What this task involves: How many lines of the listing below contain the string "window"? Reply with the number only.

-- Working data start --

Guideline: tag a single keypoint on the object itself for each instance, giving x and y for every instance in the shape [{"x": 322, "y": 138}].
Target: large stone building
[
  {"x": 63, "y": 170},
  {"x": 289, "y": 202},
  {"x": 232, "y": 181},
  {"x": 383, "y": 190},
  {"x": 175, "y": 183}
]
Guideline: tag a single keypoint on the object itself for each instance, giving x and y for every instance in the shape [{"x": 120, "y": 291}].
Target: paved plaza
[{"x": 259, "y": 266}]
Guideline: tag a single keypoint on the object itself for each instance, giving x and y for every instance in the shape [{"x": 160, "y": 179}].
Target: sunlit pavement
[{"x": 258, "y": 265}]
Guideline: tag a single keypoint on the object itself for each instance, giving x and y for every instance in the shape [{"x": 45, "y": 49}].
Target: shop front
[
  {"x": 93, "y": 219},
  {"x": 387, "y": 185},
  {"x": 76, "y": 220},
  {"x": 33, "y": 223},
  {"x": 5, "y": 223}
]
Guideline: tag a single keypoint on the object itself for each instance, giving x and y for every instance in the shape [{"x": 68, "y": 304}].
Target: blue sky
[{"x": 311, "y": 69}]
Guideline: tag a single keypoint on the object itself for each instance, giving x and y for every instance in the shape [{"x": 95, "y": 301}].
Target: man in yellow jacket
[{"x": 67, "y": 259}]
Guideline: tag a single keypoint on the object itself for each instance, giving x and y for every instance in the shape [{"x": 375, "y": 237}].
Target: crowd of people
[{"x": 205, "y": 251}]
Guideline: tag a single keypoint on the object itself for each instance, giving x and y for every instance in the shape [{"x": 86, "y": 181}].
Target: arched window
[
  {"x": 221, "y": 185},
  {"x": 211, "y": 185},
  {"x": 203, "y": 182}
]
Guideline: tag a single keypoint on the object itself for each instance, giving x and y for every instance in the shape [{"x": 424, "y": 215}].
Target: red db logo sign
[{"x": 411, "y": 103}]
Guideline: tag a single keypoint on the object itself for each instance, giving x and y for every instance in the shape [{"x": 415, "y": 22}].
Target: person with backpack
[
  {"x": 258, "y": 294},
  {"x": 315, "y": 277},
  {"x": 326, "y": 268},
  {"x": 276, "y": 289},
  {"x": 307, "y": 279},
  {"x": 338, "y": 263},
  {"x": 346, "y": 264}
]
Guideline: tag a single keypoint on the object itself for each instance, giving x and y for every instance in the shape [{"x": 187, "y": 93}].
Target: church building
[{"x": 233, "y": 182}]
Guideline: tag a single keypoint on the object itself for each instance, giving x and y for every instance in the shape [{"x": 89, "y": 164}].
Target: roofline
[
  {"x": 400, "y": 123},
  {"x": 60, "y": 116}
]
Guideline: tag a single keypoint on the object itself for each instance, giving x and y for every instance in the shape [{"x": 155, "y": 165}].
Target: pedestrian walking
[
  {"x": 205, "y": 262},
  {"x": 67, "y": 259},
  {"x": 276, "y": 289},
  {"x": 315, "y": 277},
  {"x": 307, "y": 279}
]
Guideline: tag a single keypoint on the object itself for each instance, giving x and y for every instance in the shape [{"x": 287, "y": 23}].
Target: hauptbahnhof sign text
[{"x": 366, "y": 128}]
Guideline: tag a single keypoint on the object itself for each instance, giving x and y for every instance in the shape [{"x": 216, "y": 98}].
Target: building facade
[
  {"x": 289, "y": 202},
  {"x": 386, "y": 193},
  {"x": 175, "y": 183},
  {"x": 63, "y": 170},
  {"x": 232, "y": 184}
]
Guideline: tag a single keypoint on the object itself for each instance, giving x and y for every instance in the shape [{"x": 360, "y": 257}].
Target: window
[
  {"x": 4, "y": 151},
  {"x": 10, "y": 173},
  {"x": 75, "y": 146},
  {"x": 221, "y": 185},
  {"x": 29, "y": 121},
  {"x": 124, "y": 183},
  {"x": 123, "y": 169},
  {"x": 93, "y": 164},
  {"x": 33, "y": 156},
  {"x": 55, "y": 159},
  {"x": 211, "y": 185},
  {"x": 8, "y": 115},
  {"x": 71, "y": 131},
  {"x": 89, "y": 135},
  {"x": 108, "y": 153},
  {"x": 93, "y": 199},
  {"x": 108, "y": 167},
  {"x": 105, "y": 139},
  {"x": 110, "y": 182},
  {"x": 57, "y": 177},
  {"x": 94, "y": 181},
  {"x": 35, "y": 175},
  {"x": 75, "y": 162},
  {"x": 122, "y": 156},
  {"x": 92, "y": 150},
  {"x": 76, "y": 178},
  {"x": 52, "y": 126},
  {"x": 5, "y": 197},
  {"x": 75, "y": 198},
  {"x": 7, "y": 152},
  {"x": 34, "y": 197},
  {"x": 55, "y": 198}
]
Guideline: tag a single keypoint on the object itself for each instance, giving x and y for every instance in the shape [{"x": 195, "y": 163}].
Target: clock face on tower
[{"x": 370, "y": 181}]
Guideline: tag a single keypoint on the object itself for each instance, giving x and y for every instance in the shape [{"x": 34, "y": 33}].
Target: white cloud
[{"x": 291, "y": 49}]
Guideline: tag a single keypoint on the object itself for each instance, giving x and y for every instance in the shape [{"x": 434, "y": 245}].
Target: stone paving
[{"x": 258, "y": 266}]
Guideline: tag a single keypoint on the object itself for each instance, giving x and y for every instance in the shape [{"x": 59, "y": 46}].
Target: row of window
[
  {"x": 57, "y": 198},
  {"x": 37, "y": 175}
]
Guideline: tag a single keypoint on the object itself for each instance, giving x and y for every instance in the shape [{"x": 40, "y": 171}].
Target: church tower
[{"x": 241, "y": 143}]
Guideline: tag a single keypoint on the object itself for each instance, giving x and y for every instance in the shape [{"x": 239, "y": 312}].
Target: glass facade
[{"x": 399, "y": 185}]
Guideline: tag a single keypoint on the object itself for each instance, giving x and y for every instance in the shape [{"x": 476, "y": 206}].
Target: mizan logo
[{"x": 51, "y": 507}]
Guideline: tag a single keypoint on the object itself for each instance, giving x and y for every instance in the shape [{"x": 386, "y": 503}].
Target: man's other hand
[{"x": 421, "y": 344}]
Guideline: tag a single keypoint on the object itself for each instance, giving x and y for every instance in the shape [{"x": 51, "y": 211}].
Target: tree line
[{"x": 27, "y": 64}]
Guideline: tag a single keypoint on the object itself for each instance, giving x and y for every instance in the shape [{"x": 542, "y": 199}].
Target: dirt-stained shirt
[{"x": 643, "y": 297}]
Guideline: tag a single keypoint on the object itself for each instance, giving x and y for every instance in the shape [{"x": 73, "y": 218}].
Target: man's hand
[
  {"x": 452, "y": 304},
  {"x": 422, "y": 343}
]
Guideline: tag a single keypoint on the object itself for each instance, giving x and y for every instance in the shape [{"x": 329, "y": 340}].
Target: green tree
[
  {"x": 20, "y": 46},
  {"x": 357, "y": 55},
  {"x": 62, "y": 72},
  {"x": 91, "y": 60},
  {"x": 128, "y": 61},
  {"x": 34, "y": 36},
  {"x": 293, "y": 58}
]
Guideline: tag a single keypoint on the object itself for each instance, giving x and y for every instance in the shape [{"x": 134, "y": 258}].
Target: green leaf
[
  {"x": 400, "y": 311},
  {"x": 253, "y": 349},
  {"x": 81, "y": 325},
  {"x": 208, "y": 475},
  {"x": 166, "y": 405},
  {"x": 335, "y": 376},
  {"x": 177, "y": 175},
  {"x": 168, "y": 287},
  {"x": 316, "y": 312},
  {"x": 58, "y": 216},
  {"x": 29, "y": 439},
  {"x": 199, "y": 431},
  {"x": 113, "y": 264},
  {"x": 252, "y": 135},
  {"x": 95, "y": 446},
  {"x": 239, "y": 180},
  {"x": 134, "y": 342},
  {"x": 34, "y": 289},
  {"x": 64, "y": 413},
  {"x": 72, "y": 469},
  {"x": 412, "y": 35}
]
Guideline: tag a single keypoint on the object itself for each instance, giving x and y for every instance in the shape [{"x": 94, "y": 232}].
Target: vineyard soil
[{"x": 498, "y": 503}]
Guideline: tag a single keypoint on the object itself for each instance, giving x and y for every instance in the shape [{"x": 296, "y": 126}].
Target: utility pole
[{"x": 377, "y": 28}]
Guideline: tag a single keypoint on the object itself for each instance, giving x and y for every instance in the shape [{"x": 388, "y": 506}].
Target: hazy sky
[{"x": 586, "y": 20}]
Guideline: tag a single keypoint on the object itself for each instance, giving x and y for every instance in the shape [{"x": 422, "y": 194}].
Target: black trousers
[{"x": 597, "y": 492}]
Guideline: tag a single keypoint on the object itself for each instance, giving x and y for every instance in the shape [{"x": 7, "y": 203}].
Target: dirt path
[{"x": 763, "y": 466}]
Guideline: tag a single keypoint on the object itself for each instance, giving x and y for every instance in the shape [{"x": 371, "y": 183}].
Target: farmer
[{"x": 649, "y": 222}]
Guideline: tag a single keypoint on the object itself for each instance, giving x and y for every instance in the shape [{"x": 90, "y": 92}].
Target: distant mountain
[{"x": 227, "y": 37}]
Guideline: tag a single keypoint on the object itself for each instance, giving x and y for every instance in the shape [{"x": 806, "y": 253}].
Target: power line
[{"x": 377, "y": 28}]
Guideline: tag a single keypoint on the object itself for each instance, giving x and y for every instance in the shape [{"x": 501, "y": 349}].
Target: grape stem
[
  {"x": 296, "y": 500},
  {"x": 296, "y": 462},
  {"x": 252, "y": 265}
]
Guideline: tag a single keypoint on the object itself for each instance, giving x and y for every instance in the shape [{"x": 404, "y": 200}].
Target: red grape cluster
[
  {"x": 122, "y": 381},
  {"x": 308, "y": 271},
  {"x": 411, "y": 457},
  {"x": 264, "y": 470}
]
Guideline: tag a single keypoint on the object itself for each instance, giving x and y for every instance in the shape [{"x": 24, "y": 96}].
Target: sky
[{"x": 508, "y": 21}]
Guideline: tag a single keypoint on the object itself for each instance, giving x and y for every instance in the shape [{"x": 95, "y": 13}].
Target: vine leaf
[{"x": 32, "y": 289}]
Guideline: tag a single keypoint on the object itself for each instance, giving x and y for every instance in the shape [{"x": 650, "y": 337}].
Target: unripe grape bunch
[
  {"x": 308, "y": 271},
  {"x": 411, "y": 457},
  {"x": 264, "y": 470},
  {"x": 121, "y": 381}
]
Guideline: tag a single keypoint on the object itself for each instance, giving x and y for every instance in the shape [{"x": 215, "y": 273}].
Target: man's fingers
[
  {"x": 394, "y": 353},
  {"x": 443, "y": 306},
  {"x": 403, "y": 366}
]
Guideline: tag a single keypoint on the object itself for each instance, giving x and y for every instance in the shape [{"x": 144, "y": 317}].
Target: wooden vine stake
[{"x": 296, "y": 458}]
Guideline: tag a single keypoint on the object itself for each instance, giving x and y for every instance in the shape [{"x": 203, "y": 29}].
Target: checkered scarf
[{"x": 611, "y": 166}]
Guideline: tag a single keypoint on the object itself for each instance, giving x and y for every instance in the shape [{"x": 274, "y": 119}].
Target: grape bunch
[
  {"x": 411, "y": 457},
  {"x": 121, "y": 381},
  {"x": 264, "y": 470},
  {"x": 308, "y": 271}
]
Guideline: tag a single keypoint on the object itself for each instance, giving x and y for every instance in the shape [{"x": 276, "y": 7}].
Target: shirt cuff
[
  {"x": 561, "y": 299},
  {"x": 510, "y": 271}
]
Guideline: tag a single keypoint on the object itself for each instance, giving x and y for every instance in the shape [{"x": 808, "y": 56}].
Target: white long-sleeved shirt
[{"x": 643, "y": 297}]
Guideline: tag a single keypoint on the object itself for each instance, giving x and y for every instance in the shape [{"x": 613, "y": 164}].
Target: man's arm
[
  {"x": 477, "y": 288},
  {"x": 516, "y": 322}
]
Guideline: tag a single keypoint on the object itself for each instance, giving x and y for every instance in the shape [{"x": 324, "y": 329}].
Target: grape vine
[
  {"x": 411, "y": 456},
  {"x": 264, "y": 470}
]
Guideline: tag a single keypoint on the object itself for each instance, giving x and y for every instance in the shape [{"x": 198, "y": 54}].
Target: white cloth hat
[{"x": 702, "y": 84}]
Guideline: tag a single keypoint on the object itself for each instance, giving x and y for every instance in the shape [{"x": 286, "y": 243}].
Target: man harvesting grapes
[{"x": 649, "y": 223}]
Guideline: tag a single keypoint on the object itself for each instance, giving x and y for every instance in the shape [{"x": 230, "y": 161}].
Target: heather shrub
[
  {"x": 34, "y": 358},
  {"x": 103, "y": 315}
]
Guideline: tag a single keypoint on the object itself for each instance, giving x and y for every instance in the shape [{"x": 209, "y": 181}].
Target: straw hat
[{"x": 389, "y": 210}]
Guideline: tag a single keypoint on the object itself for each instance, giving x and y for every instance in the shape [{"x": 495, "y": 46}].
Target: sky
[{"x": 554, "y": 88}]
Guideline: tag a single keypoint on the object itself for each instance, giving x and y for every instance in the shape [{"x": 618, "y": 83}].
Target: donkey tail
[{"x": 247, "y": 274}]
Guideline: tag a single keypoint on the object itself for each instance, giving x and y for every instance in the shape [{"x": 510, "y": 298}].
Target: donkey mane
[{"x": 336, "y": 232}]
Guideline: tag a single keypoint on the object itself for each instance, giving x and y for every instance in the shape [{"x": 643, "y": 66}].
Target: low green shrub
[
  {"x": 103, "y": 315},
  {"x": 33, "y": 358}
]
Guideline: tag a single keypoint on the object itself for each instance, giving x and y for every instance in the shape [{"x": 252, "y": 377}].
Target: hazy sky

-- Working data end --

Result of this exercise: 3